Excerpts from a dataset

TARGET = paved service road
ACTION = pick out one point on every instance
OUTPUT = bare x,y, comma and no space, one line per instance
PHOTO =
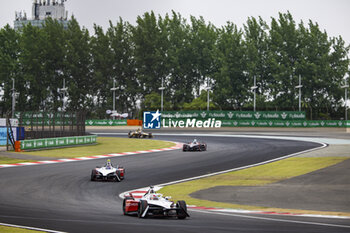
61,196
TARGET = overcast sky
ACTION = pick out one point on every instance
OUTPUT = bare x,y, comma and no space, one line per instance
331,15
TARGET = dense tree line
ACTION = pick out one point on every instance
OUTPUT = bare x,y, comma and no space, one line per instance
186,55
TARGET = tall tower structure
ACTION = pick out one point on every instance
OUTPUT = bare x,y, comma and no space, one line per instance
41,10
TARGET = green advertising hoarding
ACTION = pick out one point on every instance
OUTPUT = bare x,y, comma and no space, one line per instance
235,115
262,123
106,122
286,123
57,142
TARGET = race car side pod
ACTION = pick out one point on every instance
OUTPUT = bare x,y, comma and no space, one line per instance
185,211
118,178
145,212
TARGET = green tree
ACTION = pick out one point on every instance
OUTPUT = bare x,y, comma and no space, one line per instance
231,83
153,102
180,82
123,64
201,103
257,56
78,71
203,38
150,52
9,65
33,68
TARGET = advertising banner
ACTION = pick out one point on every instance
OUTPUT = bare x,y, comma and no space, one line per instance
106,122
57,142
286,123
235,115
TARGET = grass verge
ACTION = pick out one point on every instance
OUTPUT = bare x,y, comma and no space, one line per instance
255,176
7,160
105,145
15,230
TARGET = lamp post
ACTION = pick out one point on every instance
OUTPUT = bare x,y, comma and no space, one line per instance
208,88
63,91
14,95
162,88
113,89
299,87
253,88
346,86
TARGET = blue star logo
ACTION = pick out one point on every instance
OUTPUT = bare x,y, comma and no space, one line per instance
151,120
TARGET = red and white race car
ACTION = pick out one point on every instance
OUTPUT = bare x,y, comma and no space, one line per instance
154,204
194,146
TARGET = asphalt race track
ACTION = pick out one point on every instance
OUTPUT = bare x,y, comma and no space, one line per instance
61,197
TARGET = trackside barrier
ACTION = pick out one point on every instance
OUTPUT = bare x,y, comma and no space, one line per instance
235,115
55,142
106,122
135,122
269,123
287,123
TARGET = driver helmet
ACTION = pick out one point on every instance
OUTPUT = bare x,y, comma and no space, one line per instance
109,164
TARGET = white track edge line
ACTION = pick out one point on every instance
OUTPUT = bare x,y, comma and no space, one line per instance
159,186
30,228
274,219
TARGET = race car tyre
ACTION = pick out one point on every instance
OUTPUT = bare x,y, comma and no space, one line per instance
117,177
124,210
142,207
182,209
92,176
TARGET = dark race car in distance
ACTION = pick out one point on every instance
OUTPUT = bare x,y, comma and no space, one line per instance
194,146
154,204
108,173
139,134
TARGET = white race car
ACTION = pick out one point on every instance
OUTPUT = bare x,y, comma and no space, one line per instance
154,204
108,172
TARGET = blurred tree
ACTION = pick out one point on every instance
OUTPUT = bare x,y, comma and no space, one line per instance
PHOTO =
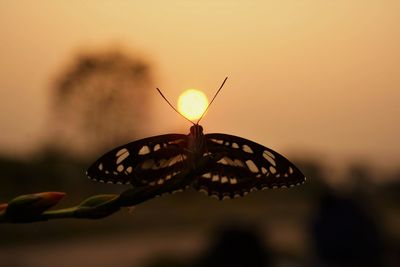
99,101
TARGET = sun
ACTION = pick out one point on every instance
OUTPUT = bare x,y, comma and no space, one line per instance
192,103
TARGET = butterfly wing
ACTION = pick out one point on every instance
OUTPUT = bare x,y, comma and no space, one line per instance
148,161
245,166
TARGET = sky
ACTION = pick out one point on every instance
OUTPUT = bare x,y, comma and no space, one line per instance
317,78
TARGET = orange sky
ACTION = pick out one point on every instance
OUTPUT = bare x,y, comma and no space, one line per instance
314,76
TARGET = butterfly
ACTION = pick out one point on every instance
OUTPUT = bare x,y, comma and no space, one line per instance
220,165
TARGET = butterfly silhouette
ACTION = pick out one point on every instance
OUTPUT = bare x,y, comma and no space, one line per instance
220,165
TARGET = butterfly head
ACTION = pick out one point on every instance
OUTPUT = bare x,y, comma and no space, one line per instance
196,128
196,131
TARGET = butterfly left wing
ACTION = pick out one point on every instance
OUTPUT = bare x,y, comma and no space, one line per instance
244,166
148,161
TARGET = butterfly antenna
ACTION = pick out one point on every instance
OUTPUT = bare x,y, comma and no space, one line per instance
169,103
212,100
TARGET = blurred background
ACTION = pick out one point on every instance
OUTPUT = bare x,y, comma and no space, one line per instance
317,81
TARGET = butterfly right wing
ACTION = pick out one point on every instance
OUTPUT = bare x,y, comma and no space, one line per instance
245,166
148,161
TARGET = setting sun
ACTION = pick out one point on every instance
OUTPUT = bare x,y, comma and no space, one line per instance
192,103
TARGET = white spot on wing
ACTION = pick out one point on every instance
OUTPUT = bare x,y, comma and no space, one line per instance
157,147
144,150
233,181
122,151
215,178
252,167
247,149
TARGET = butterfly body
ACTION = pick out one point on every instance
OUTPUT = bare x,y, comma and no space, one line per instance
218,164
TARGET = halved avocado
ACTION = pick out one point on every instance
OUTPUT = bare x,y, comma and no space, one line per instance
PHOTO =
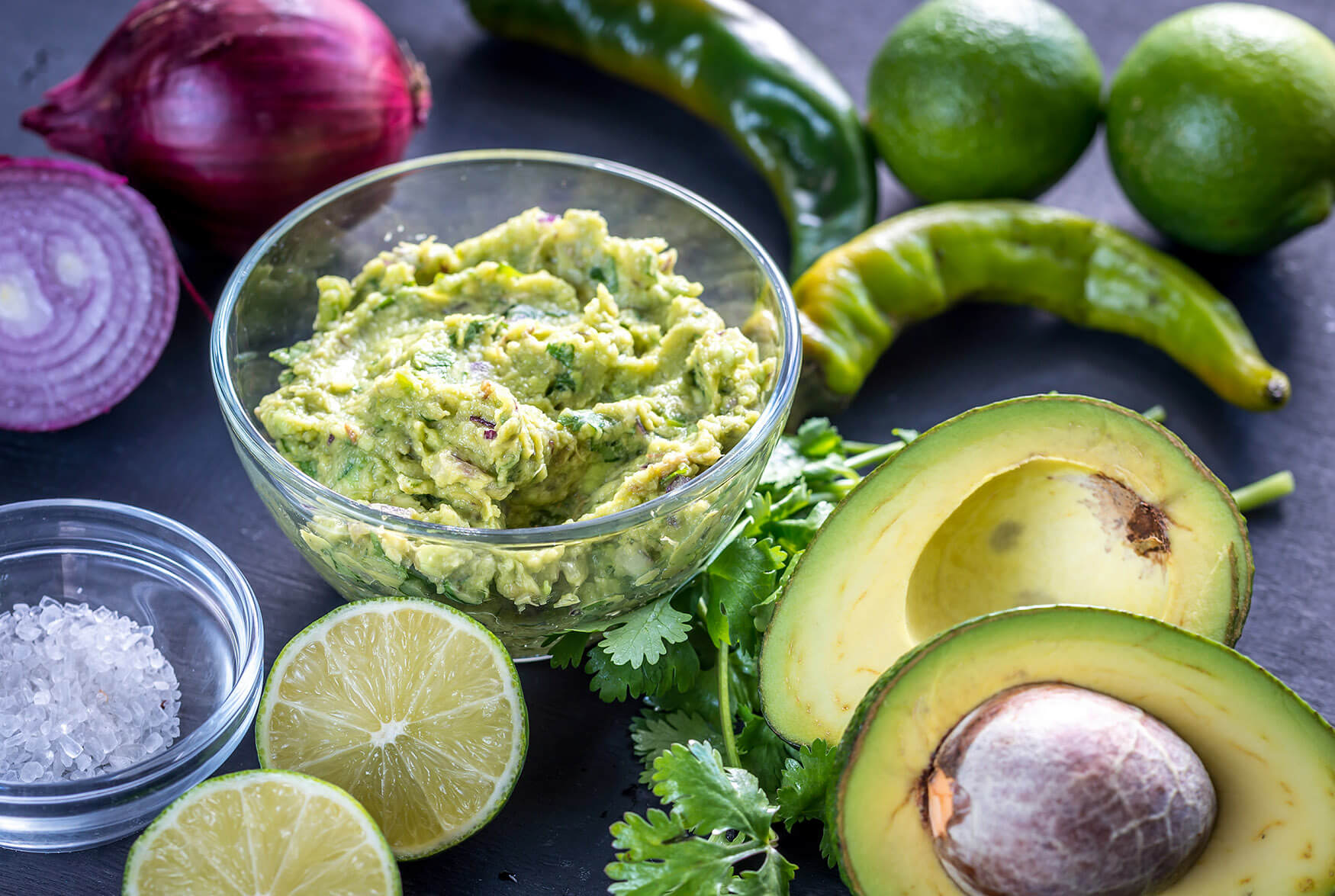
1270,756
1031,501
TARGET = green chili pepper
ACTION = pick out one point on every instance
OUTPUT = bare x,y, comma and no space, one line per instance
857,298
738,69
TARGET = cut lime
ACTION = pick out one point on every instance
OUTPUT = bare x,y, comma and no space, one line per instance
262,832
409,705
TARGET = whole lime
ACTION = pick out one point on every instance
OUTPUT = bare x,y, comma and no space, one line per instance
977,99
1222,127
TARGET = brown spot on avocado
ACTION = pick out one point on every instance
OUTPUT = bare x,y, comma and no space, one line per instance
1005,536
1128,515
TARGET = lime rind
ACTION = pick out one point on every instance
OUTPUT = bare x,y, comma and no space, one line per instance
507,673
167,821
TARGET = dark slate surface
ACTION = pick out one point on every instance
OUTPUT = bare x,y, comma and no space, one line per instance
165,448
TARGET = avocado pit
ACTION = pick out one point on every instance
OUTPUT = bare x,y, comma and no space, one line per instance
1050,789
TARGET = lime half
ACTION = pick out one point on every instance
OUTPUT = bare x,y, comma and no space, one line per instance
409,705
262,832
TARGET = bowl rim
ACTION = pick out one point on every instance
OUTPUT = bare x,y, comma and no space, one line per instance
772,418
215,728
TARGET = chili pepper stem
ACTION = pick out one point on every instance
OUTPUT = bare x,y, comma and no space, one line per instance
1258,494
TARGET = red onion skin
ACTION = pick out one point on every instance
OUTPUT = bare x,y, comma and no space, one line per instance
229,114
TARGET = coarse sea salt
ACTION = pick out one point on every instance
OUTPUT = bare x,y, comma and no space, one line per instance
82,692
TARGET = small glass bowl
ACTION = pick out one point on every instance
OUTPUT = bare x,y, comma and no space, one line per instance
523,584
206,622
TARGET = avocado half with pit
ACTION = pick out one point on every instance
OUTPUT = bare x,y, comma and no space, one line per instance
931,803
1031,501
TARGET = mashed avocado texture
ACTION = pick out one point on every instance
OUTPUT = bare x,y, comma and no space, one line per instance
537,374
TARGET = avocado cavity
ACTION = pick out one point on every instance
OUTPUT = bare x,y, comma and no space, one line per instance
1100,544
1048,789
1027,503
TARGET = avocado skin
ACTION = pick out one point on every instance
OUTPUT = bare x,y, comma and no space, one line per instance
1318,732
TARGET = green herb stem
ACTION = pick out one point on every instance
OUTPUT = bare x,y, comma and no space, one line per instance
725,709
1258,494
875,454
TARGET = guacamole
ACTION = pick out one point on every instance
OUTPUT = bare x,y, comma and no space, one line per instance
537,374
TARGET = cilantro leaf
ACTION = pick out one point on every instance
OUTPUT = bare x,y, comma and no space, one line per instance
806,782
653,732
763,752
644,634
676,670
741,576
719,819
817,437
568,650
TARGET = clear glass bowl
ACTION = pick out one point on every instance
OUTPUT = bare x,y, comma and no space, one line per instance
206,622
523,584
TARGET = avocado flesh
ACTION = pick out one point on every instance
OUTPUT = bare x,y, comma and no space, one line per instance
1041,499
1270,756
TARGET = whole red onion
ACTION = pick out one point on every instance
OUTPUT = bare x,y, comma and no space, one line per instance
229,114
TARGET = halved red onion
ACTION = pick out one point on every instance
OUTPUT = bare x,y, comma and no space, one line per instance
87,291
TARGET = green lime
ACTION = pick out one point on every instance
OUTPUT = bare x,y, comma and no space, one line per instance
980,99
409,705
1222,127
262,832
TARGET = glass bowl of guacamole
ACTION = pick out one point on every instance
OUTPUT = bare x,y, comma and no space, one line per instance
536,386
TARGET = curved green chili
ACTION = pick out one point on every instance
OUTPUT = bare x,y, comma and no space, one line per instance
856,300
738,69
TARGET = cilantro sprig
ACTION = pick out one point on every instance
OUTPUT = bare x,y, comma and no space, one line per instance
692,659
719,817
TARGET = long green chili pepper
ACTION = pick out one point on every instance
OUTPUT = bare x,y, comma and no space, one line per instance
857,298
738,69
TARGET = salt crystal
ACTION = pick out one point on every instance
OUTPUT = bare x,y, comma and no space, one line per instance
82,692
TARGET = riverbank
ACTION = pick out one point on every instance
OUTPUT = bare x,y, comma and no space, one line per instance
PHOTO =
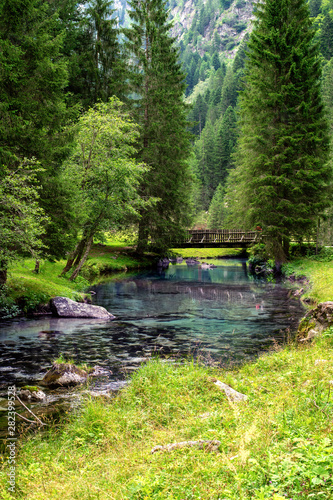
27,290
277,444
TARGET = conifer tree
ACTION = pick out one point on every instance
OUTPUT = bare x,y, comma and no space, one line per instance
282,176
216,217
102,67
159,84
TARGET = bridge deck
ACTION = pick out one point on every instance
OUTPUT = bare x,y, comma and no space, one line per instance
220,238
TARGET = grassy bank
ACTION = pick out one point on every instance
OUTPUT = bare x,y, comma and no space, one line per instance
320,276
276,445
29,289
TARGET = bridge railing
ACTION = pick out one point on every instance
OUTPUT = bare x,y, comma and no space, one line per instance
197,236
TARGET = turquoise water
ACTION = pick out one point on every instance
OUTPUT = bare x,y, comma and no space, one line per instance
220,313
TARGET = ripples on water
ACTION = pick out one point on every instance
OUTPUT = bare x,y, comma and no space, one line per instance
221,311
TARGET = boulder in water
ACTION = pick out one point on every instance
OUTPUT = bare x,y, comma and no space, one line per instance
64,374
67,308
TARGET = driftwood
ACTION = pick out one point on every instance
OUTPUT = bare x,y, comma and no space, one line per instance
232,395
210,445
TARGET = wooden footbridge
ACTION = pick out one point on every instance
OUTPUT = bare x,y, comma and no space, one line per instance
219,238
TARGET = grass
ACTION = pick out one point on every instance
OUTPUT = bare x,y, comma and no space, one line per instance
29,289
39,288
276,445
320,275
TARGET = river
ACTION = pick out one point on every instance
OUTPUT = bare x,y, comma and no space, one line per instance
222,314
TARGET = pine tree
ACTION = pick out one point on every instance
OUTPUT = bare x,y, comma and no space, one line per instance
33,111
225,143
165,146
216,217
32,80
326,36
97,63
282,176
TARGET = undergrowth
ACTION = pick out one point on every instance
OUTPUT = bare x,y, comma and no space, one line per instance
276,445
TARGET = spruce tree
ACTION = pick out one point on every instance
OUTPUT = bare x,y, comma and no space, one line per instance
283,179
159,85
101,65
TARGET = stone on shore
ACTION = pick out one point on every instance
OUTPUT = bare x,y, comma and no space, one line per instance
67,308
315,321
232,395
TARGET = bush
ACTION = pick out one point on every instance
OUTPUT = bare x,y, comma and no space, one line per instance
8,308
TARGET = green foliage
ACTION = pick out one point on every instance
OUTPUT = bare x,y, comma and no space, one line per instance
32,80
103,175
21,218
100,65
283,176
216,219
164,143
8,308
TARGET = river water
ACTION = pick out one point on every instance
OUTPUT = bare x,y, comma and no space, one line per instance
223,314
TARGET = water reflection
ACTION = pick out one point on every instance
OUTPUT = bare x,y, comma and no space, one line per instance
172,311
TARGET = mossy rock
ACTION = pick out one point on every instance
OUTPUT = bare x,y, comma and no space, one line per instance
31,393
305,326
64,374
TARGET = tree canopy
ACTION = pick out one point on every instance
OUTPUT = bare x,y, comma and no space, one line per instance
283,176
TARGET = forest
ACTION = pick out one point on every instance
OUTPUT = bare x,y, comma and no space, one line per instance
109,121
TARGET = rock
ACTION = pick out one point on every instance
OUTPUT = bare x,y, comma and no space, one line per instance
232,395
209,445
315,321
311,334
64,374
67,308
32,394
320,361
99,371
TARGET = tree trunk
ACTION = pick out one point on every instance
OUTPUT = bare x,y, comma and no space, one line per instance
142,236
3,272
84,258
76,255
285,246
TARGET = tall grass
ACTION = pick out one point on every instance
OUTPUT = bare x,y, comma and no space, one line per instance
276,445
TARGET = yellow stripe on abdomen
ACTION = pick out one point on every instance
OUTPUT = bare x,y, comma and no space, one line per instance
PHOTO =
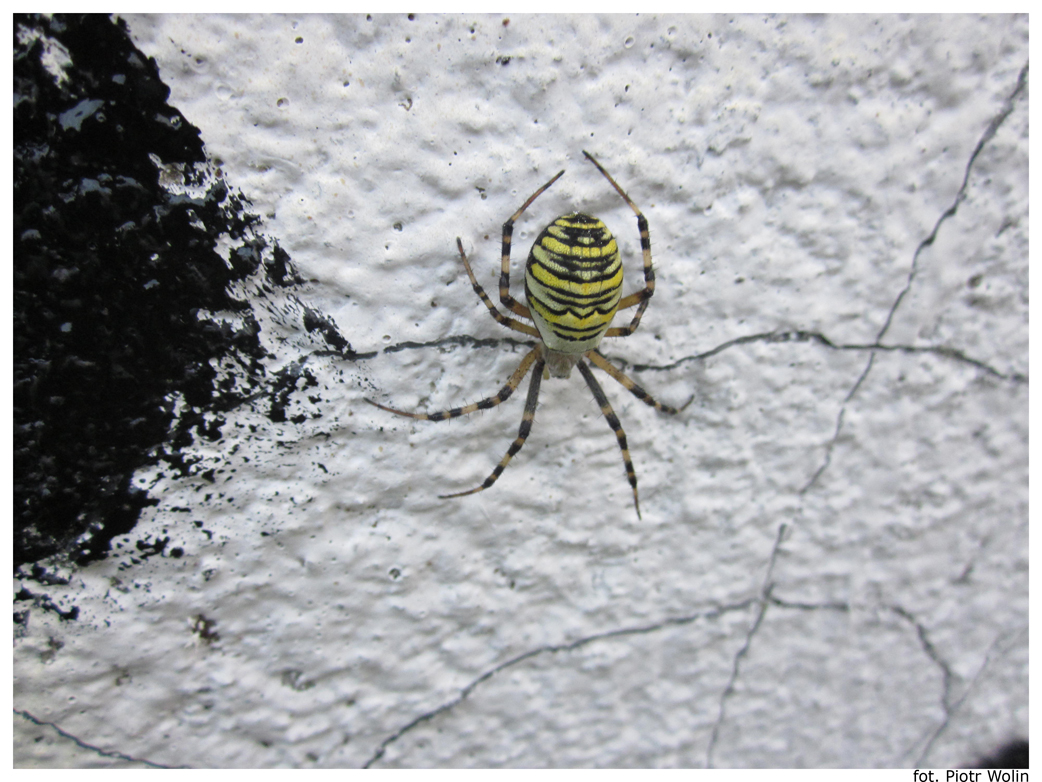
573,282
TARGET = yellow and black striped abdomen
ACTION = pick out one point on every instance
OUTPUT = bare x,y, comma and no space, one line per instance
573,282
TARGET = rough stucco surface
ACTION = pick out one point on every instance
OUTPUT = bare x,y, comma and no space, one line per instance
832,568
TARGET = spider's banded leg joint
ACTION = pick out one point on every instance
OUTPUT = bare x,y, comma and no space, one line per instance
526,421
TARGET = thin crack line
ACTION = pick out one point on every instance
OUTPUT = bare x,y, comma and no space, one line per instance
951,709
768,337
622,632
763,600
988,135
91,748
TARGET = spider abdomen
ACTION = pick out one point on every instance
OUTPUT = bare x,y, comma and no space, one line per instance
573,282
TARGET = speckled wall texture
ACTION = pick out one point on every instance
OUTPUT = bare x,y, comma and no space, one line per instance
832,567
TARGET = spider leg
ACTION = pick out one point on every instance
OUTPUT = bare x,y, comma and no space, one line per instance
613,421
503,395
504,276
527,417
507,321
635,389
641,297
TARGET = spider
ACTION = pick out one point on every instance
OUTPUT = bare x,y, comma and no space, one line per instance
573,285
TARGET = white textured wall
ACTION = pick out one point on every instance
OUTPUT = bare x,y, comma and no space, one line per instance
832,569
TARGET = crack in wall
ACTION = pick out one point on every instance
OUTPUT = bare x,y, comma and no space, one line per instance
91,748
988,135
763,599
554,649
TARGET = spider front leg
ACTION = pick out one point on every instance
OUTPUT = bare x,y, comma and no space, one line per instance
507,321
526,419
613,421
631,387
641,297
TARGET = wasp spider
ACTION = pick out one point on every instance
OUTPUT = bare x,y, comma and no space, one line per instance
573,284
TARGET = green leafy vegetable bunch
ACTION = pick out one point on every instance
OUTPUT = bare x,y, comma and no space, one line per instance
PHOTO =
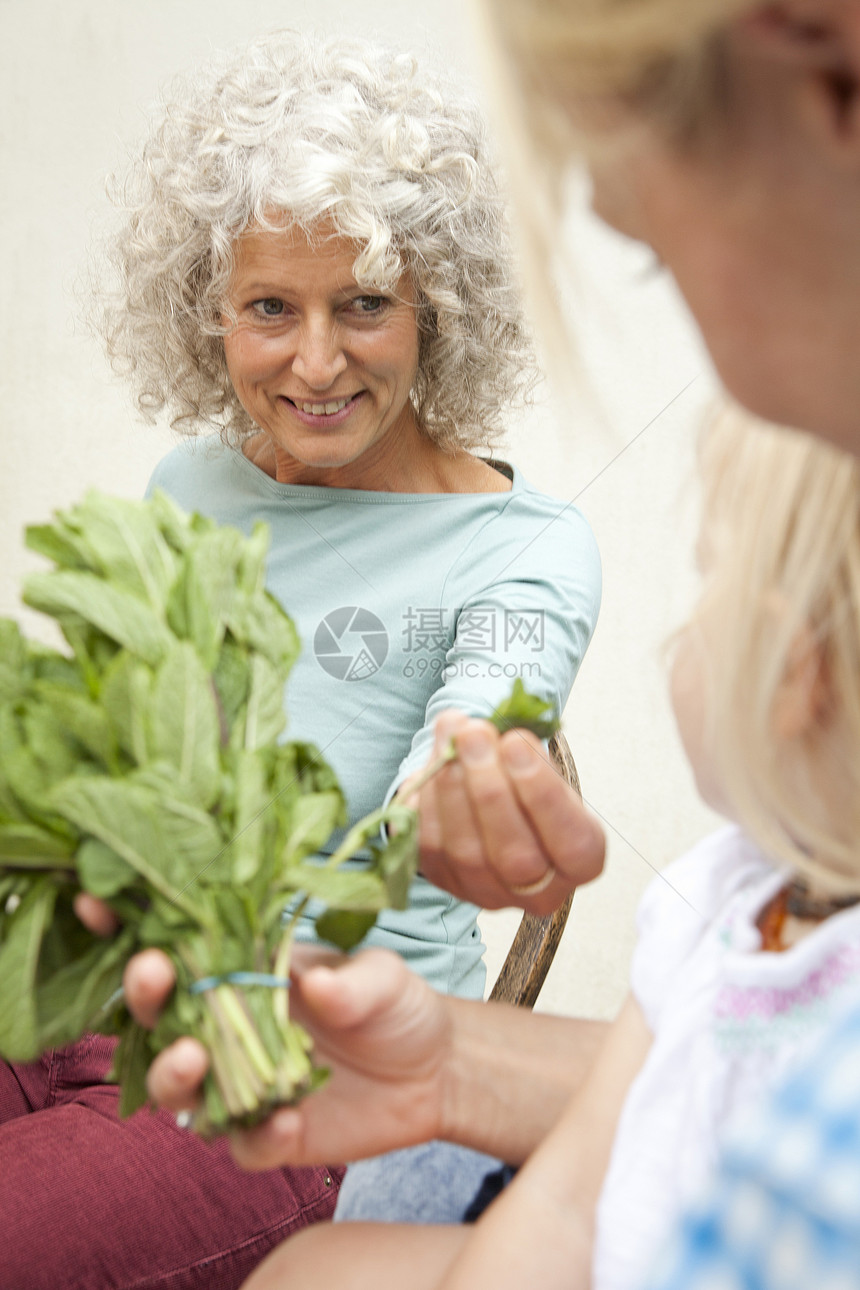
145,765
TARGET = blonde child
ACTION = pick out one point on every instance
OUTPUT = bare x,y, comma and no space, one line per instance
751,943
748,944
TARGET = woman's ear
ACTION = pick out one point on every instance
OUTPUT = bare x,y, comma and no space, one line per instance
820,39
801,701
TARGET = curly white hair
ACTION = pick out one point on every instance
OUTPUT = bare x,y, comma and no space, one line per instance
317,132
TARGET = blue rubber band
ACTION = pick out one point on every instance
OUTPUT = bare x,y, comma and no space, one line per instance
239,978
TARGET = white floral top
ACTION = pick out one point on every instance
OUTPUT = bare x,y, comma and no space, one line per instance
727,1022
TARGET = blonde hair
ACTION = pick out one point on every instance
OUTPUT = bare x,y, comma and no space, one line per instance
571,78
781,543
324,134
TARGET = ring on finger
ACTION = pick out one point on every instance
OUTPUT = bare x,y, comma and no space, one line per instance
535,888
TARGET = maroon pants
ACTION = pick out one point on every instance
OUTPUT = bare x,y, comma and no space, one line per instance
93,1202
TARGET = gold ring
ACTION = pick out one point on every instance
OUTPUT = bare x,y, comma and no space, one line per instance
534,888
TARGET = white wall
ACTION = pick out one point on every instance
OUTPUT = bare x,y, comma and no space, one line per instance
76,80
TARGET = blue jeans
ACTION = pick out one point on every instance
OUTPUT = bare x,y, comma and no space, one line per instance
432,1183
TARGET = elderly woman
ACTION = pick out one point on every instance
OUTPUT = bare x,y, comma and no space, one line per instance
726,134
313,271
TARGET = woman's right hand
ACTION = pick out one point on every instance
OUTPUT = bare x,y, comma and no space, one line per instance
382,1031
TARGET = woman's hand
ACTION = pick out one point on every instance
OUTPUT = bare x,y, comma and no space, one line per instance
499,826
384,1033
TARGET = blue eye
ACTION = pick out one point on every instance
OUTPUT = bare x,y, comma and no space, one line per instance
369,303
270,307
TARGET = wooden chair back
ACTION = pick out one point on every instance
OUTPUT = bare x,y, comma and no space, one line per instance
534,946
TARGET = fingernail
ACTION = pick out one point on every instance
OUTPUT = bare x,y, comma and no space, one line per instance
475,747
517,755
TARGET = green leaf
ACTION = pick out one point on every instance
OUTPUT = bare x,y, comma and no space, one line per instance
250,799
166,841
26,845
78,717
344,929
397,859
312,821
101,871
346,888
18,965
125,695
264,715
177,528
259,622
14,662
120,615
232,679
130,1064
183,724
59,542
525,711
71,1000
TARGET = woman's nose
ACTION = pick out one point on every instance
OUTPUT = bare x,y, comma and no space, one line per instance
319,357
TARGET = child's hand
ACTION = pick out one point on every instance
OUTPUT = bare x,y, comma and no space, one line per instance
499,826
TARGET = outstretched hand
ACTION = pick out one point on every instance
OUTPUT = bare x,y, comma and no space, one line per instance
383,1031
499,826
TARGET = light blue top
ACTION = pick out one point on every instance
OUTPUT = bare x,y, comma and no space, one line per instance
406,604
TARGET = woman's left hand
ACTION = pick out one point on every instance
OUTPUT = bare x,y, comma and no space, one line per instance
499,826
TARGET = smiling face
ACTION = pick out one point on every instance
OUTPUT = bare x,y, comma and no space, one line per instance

EXERCISE BRIEF
Write out every line from the data above that includes "wall".

WRITTEN ANSWER
TARGET = speckled wall texture
TARGET = white textured wall
TARGET = crack in wall
TARGET = white wall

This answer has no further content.